Hello Australia!! - Trump's weak response to the Saudis over the Khashoggi affair - Anwar Ibrahim is now the comeback kid of Malaysia - Germans march against growing the right-wing dangers - And more in your CareerSpot Global News Briefs:

Donald Trump is claiming there would be "severe punishment" if Saudi Arabia are found to be responsible for killing missing Washington Post columnist and Saudi dissident Jamal Khashoggi.  But he's ruling out canceling a controversial arms deal with Saudi Arabia.  Purported to be worth more than US$100 Billion, the Saudis have not followed through with their end of it and have only purchased around US$14 Billion so far.  Trump claims that if the US backs out, the Saudis will just go to Russia or China to buy their war kit.  The US is also still planning to attend a business conference in Saudi Arabia, despite major media and financial corporations pulling out over the disappearance of Khashoggi, who was vocal critic of Saudi Crown Prince Muhammad bin Salman. 

A Turkish newspaper says that Mr. Khashoggi might have recorded his own murder when he entered the Saudi consulate in Istanbul on 2 October, never to be seen again.  How this might have happened is not clear and has been disputed by other sources, but the Turks say that Khashoggi wore an Apple Watch inside the consulate; it could have been linked to his iPhone outside via bluetooth.  Or, possibly he had another device on him that was linked to the outside world through the consulate's own WiFi.  Turkish investigators reportedly have audio and video evidence suggesting that a Saudi hit team was waiting for him inside, which murdered and dismembered him.  Saudi Arabia has unequivocally denied any murder has taken place and claims Khashoggi wrapped up his business and left the consulate as usual.

At least seven climbers are dead after a powerful storm swept through the base camp on Nepal's Gurja Himal mountain.  Two more people are missing.  Several of the dead climbers were from South Korea.  The weather was too awful to attempt to land rescue choppers at base camp,and nearby villagers had to climb up to retrieve the bodies and assess the situation.  Police aren't likely to get to base camp until later today.

A car crashed into a truck in northern Greece killing eleven people.  Ten are suspected immigrants who crossed over from Turkey, and the driver is a suspected people smuggler.  The car was speeding from the Turkish border to Thessaloniki when it crossed into opposing traffic.

Indonesian officials say at least 27 people are dead after torrential rains triggered flash floods and landslides on Sumatra.  Many of the dead are school children.

Malaysian politician Anwar Ibrahim won a landslide in his by-election for the Port Dickson parliament seat; it secures another step in his political comeback and widely expected eventual takeover from Prime Minister Mahathir Mohamad.

▶ **Requirement 1**
From the news briefs, list each death toll given as a number, along with where the deaths occurred.
▶ **Requirement 2**
Write a continuation of the news briefs starting after the item on Anwar Ibrahim.

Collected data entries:
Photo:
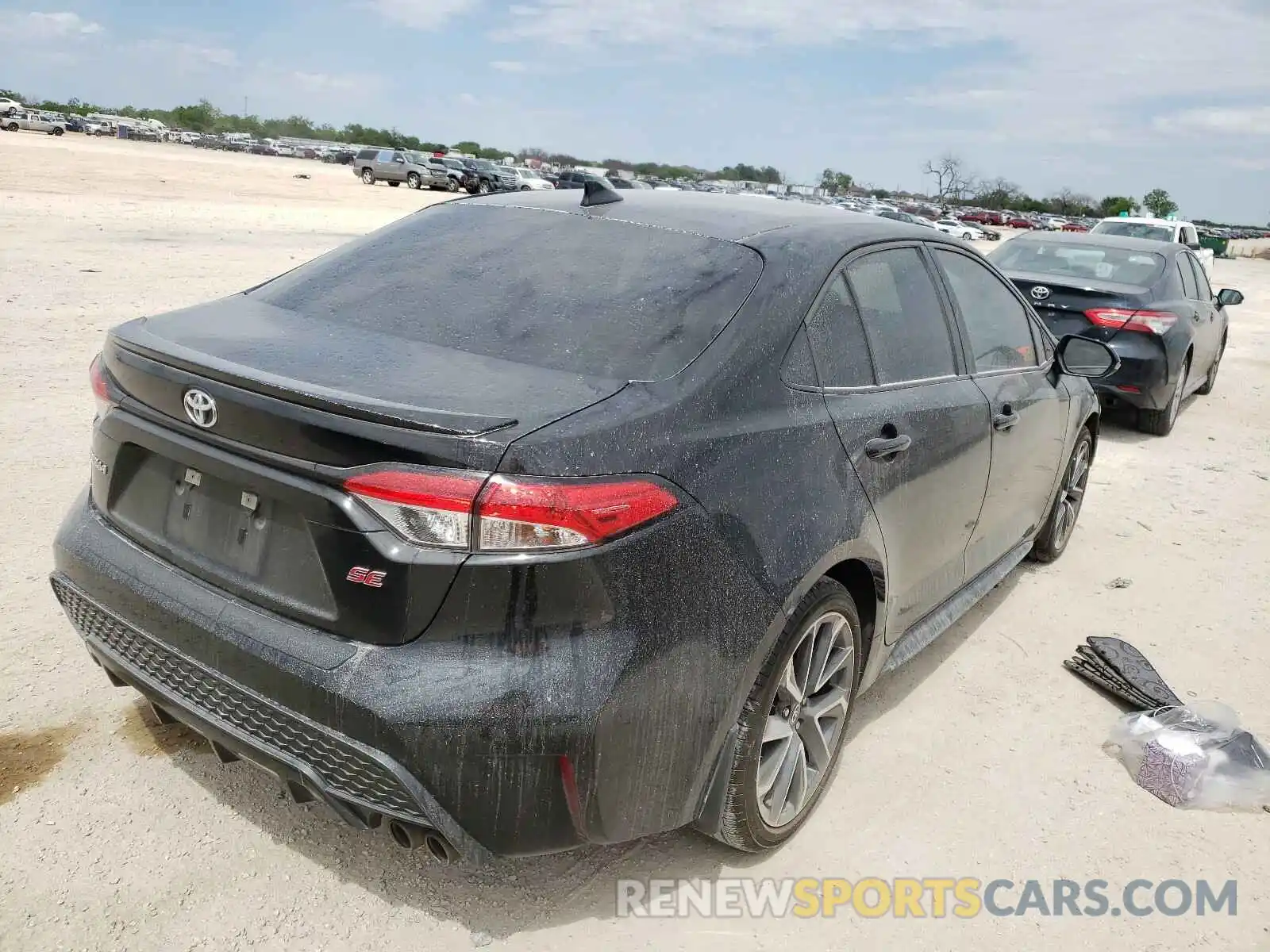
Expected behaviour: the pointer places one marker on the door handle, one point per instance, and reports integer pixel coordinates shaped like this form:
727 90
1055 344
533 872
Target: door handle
883 448
1006 419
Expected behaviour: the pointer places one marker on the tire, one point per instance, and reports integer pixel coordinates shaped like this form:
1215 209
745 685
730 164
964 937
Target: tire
1160 423
751 820
1066 509
1210 380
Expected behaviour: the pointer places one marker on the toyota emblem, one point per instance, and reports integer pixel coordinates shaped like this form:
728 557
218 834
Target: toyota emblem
200 408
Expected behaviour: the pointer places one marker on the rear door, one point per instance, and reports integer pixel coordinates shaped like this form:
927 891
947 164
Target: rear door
1026 401
1204 314
391 165
914 424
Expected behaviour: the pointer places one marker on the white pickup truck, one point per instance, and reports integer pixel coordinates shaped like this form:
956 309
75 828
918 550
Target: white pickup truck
33 122
1181 232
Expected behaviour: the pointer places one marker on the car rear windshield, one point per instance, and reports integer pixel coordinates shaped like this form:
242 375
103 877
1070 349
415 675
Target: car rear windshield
567 292
1133 228
1080 260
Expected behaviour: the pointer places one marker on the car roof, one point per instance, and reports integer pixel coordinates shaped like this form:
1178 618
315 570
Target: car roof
1083 238
1165 222
724 217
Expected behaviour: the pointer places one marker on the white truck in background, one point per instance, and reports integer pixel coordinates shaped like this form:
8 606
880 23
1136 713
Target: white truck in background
1181 232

▶ **Exercise response 1**
- At least seven climbers: base camp on Nepal's Gurja Himal mountain
- Eleven people: a car crash in northern Greece
- At least 27 people: flash floods and landslides on Sumatra, Indonesia

▶ **Exercise response 2**
Tens of thousands of Germans rallied in Berlin against racism and nationalism, amid rising concerns about the country's increasingly boisterous far right.  A coalition of pro-refugee, gay rights, Muslim organizations, and other groups marched under the slogan "solidarity instead of exclusion - for an open and free society".  But that's cosmopolitan Berlin.  Chancellor Angela Merkel's conservative sister party the CSU is expected to suffer humiliating losses in Sunday's Bavarian state election, while the Greens and the far-right Alternative fur Deutschland (AfD) are looking for great gains.  The AfD was condemned (again) for a bit on its website trying to recruit students to inform on teachers who share political views the party disagrees with.  Justice minister Katarina Barley said the attempt to recruit kids and collegians to rat out their own instructors was a "method of dictators" and an attempt to limit democracy.

Pope Francis lowered the boom on two more church officials in Chile, defrocking the retired bishops over their links to that country's clergy sex abuse scandal.  The decisions against Francisco Jose Cox Huneeus, archbishop emeritus of La Serena, and Marco Antonio Ordenes Fernandez, archbishop emeritus of Iquique, cannot be appealed.  The Vatican announced the disciplinary measures as the Pope met with Chilean President Sebastian Pinera at the Vatican

On Sunday, the Pope will canonize seven new saints in the Roman Catholic Church that observers say reflect Francis' desire to move the church out of marble palaces and closer to the people.  The list includes his predecessor, the liberal Pope Paul VI who oversaw much of the church's post-Vatican II reformations in the 1960s and 1970s.  Paul VI reached out to Orthodox Christians and fiercely condemned the US war in Vietnam before the United Nations; he also reaffirmed the church's opposition to artificial contraception.  Another new saint is El Salvadoran Archbishop Oscar Romero who opposed the country's military dictatorship, only to be gunned down by a right-wing death squad while holding mass in a hospital chapel.  His funeral was attended by 100,000 people, but effectively boycotted by conservative Pope John Paul II; critics say JPII and Pope Benedict XVI stalled Romero's canonization.